* [Required work] Make an exact copy of the lines below.

[Coordinate labeling data]

==================================================

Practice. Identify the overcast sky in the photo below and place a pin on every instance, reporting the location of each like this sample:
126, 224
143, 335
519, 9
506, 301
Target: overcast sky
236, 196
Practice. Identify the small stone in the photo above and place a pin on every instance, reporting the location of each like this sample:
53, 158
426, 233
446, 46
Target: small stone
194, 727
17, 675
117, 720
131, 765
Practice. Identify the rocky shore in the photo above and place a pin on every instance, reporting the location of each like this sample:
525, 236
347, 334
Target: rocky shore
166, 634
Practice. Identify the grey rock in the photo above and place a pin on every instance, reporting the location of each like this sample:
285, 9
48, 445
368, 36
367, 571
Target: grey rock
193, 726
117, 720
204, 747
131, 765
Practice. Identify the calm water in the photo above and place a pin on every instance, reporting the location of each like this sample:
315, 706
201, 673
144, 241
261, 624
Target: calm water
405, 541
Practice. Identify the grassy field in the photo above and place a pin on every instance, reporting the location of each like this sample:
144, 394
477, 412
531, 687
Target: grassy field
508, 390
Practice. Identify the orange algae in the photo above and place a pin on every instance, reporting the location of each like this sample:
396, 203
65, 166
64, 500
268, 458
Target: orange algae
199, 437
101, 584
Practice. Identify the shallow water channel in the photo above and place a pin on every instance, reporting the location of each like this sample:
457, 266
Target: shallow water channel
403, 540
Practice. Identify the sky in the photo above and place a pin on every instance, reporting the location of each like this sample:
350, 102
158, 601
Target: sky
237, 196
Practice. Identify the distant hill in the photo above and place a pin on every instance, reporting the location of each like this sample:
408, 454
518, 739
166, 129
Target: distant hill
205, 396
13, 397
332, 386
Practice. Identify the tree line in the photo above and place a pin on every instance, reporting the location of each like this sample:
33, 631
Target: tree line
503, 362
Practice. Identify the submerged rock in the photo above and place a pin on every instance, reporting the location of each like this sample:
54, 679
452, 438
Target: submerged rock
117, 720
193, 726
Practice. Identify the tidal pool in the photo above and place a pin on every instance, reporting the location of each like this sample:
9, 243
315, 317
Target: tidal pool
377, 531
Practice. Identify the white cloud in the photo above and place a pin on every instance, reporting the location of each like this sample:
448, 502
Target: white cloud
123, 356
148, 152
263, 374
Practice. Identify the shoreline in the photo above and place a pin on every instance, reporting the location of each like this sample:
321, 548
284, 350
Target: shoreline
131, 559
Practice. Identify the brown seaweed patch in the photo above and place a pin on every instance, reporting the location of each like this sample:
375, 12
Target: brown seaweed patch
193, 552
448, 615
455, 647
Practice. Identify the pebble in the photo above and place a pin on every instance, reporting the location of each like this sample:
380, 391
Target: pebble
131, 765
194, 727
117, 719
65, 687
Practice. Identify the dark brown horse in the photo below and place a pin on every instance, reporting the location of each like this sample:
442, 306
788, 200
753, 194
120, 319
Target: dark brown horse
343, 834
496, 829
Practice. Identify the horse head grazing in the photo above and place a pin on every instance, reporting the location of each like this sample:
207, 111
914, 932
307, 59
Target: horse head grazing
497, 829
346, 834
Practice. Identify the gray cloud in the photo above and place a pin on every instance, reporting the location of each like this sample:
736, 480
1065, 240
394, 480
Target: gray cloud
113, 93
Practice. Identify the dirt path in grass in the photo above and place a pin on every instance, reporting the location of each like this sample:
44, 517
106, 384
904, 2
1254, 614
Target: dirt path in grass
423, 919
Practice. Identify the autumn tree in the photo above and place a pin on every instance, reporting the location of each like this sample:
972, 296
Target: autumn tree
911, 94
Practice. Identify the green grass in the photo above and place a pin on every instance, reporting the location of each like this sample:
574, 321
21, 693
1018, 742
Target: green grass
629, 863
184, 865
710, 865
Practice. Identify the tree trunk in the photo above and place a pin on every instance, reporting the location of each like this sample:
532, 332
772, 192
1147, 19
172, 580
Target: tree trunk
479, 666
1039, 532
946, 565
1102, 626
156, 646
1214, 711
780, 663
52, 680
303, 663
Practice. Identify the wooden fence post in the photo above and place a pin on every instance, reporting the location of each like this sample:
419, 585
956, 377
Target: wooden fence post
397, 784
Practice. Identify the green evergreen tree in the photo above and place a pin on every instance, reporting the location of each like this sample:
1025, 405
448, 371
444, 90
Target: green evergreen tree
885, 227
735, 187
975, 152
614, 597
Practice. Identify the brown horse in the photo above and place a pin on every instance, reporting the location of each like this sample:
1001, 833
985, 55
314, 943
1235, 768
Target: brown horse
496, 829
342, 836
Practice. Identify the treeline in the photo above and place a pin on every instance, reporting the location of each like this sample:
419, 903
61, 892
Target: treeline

==================================================

* [Response below]
Practice. Identify the overcast sky in the photo below and place a pin on every instance, reporting the location of each like this sample:
126, 224
143, 335
519, 9
506, 301
Target: overcast sky
236, 196
Practice. Identify the small stone in the photo above and place a pin on every instance, reporting the location of each like this sample:
53, 158
426, 233
446, 46
Target: small stone
194, 727
17, 675
117, 720
131, 765
Practice. Identify the rocky shore in the photo above and place a pin on every instance, reporting the location of each like this sample:
525, 236
347, 334
Target: rocky shore
166, 634
Practice. Identify the grey rock in the photo above and place a pin on every instance, reporting the location of each like this sample:
285, 9
48, 445
368, 36
367, 571
Target: grey rock
193, 726
117, 720
204, 747
131, 765
Practice. Identify the calm water in the photo above and place a pin on every instance, reporting the location of each like this sample:
315, 706
201, 673
144, 241
261, 624
Target: calm water
405, 541
Practice. Identify the grassy field in the photo above and place a pin on every instance, reporting the location of each like this sample:
144, 394
477, 412
531, 687
Target: grassy field
508, 390
Practice. Identify the orange algae in the photo above and place a pin on every instance, reporting the location of each like this sample:
396, 203
65, 166
64, 500
268, 458
Target: orange algae
199, 437
101, 584
Practice. Identify the shallow water channel in the photo above and place a pin on every instance, reporting the location of each like this sample:
457, 266
Target: shallow water channel
403, 540
Practice. Identify the sky in the photo above and place a pin on every instance, reporting the location of each like this sample:
350, 102
158, 601
Target: sky
237, 196
Practice. Identify the distant hill in the photo above and place a pin on every instance, reporting the location of each like this sample:
408, 454
518, 739
166, 129
Target: distant hill
205, 396
13, 397
332, 386
Practice. Identify the tree line in the photo above and place a pin on every instance, reporting the location of each like this sample:
33, 631
Target: tree line
503, 362
Practice. Identify the submerged rock in the photo above and place a pin on every instance, reporting the location of each like this sample:
54, 679
452, 438
Target: submerged rock
117, 720
193, 726
Practice. Identify the tidal pool in the photo above and place a pin on every instance, reporting the location of each like this sample:
9, 243
315, 317
Target: tidal pool
377, 531
Practice. Identify the white cloud in the photo above and place a pin on every instance, reporting the location of each like this sample:
448, 502
Target: white cloud
123, 356
148, 152
263, 374
Practice. Identify the shoreline in the photo above and place a pin on every instance, reporting the location of each like this sample:
321, 548
284, 350
Target: shoreline
131, 559
Practice. Identify the brown seaweed patch in the photo above and place a pin on every instance, reporting the location of each like this sample:
375, 12
Target: brown seaweed patch
193, 552
448, 615
455, 647
Practice. Identify the pebble in the photo above and place a pin on every instance, reporting the location of each like this sample:
380, 391
Target: pebble
131, 765
194, 727
117, 719
65, 687
Practice. Identify the dark brown horse in the photo below and place a pin on every instance, reporting the location of each like this sample:
442, 306
788, 200
753, 194
120, 319
Target: dark brown horse
343, 834
496, 829
Practice. Identify the horse head grazing in the photo above and place a pin on every instance, reporting the location of each like this sample:
207, 111
914, 932
307, 59
Target: horse head grazing
497, 829
346, 834
Practice. Identify the gray cloud in the photo above and place a pin on every instance, reporting the location of each like this sample:
736, 480
1065, 240
394, 480
Target: gray cloud
113, 93
Practice. Identify the dirt path in grass in the photo above and place a pin on every instance, reporting the location of each like this sample:
44, 517
106, 384
904, 2
1254, 614
Target: dirt path in grass
423, 919
Practice. Identify the autumn tree in the photo above and place a pin on every instance, reporting the location of each like this sample:
972, 296
Target: autumn tree
911, 94
Practice. Identify the green grass in the photo above and place a pin on every instance, reporting the location of each like this sample:
574, 321
21, 693
1018, 742
Target: green grass
629, 863
184, 865
710, 865
Practice. Identify the tree trunk in the photo above and place a pin on every instance, reporting the location of each like this sample:
532, 332
772, 192
1147, 19
172, 580
Target: tree trunk
479, 666
1039, 532
946, 565
1102, 626
156, 646
1214, 711
780, 663
52, 680
303, 663
Practice. Identify the wooden fence post in the photo above and place a pin on every instance, reporting the location of each like this sample:
419, 585
956, 377
Target: wooden fence post
397, 784
Practice. Identify the green evergreen tree in the photo above and place a pin on every instance, reporting the location of each like this sample:
1025, 405
448, 371
444, 90
Target: green evergreen tree
885, 227
735, 187
975, 152
614, 597
Practice. Identify the brown horse in the photo above and place a pin on every instance, reporting the location of each like this sample:
1001, 833
985, 55
314, 943
1235, 768
Target: brown horse
496, 829
342, 836
Practice. Identify the treeline in the photo above and place a pin on every instance, reporting the location of each like this sample:
419, 903
61, 892
Target: treeline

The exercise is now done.